-- start of Excerpted records --
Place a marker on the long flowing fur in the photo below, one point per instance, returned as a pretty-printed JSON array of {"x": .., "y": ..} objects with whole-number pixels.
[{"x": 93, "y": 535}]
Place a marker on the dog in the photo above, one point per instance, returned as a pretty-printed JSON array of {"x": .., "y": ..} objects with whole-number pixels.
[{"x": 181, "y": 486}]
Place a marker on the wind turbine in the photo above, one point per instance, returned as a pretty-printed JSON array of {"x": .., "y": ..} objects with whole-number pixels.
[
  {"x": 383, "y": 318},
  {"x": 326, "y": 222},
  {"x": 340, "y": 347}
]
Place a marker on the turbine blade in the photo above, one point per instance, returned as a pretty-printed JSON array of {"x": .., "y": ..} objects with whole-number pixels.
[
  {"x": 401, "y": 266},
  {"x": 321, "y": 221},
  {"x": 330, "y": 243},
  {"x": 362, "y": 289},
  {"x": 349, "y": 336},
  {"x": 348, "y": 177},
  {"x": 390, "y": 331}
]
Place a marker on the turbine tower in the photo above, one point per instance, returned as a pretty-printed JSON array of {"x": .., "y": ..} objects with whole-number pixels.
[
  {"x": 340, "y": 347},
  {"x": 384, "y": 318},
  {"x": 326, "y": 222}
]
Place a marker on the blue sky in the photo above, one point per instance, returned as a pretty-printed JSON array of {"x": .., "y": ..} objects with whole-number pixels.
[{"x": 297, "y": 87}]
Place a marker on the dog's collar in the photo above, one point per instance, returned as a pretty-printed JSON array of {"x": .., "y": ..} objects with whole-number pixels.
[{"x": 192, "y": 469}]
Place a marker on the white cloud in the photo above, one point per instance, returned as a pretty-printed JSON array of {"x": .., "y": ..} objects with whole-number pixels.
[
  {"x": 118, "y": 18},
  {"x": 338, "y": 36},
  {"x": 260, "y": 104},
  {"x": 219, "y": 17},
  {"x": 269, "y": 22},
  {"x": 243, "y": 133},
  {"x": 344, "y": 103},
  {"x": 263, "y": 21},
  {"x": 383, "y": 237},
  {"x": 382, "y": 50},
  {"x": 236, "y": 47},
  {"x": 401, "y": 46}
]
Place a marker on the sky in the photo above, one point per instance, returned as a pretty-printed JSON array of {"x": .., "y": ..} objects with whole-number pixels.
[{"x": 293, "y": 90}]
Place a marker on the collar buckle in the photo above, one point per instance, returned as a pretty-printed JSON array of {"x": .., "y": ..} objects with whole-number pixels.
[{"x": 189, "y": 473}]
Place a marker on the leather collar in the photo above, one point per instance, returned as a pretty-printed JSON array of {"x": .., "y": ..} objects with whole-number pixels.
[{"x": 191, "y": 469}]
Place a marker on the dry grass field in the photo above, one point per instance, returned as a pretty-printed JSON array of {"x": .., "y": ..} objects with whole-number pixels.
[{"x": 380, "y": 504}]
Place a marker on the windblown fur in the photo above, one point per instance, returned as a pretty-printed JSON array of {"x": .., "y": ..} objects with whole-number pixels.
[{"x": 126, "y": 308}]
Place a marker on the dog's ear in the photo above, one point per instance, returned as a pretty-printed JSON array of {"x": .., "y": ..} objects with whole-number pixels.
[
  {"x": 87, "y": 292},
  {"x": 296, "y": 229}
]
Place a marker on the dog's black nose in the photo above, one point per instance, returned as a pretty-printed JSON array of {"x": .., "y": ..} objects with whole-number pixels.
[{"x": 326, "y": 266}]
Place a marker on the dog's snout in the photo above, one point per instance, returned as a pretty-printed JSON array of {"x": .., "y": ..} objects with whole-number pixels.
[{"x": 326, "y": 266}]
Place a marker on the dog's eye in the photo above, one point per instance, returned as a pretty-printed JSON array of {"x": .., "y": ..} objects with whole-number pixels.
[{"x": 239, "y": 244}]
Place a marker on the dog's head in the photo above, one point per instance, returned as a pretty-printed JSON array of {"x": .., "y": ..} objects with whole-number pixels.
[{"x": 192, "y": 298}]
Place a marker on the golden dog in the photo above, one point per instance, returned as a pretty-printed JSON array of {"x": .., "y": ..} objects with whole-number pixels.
-- end of Excerpted records --
_Directions_.
Please edit everything from the line containing "Place a marker on the dog's eye" down to the end of the material, replacing "pretty-printed" with "indented" and leaving all else unchanged. Return only those lines.

_Exercise response_.
Place a marker on the dog's eye in the photo above, one point per instance, returned as a indented JSON array of {"x": .., "y": ..} objects with whole-number pixels.
[{"x": 239, "y": 244}]
Place a marker on the dog's head in the photo above, one point per instance, returned as a indented JSON array of {"x": .., "y": ..} objects with whole-number pixels.
[{"x": 192, "y": 298}]
Place a marker on the golden dog in the photo above, one point per instance, returned as a indented JSON array of {"x": .., "y": ..} objects with whole-number pixels.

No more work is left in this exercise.